(Data records Opens)

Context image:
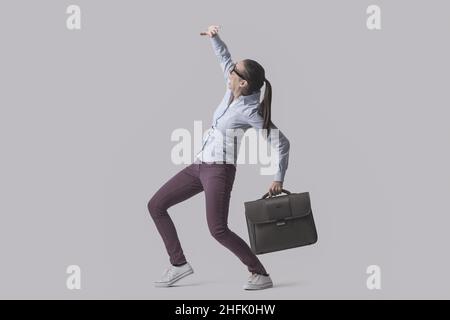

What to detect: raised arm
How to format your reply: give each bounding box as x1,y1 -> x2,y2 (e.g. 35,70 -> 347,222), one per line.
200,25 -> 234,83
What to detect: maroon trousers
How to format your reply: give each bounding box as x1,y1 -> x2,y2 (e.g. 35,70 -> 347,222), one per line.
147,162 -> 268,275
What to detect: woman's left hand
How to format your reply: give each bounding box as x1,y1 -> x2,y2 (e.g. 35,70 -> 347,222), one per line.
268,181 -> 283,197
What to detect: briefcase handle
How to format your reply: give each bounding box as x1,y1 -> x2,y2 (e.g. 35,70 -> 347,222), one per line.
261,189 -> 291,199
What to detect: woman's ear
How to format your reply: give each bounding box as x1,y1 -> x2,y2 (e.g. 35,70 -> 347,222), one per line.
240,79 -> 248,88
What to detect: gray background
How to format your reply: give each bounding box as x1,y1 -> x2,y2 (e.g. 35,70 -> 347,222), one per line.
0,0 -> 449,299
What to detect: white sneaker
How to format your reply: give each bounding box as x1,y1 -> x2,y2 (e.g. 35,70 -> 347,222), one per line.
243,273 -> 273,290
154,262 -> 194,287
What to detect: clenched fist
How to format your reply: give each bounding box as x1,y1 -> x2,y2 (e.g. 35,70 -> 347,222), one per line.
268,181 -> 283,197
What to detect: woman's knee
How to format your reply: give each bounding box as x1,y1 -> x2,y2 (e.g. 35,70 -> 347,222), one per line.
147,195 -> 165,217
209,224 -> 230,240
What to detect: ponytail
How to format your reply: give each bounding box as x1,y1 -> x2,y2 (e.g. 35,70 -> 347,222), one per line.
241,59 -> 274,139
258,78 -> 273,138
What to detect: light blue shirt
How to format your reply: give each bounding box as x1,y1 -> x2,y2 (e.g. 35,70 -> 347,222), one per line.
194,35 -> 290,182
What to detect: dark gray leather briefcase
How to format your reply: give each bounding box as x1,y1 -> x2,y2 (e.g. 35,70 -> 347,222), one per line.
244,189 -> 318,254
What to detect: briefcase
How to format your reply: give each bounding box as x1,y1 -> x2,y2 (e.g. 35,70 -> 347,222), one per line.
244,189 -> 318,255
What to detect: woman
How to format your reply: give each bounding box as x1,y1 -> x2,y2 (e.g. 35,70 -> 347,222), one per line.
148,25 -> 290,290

(Data records Closes)

Directions: The copy you produce must hold all the records above exactly and none of their pictures.

Result of this task:
Context image:

What to detect: raised arm
How to format your reply: give each bounding box as x1,y1 -> x2,y2 (e.g. 35,70 -> 347,222), one per line.
200,25 -> 234,83
What to detect: maroon trousers
How to format your reply: give each bounding box as x1,y1 -> x2,y2 (e.g. 35,70 -> 347,222), one per line.
147,162 -> 268,275
What to detect: woman's left hand
How to format your reply: give each bounding box as x1,y1 -> x2,y2 (e.g. 35,70 -> 347,222), one per line.
268,181 -> 283,197
What to detect: briefcase handle
How to format your reply: give each bounding box as x1,y1 -> x2,y2 (e.g. 35,70 -> 347,222), one per line.
261,189 -> 291,199
What to detect: woman's ear
How to format your reply: give each bounding box as x1,y1 -> x2,y2 (e.g. 35,70 -> 347,222), one per line.
240,79 -> 248,88
What to detect: gray background
How to format your reply: give each bounding box as x1,y1 -> x2,y2 (e.g. 35,70 -> 347,222), one per line.
0,0 -> 449,299
What to detect: white sneaker
How to format your reply: give each bounding box as x1,y1 -> x2,y2 (e.g. 35,70 -> 347,222), one per line.
243,273 -> 273,290
154,262 -> 194,287
What to detect: clenched fist
How to format your reply: give each bounding box as x1,y1 -> x2,y2 (e.g. 35,70 -> 347,222), one per line.
268,181 -> 283,197
What to detect: woman's knee
How to format your reply: give each bounding box as x1,y1 -> x2,y2 (e.g. 35,70 -> 347,222), one per line.
147,195 -> 165,217
209,224 -> 230,240
What to detect: ponytail
How to format your reply: give each bounding box as x1,y1 -> x2,y2 (e.g. 35,70 -> 347,222), one per line.
241,59 -> 274,139
258,78 -> 273,138
What to detect: light blue shirt
How to format your reply: give each bounding box as x1,y1 -> x2,y2 (e.g. 35,70 -> 347,222), one per line.
194,35 -> 290,182
What to detect: dark gray leather briefcase
How to format your reply: give each bounding box as x1,y1 -> x2,y2 (e.g. 35,70 -> 347,222), one per line.
244,189 -> 318,254
What to detect: briefcase
How to format your reply: give each bounding box as x1,y1 -> x2,y2 (e.g. 35,70 -> 347,222), one per line.
244,189 -> 318,255
What to detect: woman
How to format your reply: give each bounding box as x1,y1 -> x2,y2 (e.g. 35,70 -> 347,222), one per line.
148,25 -> 290,290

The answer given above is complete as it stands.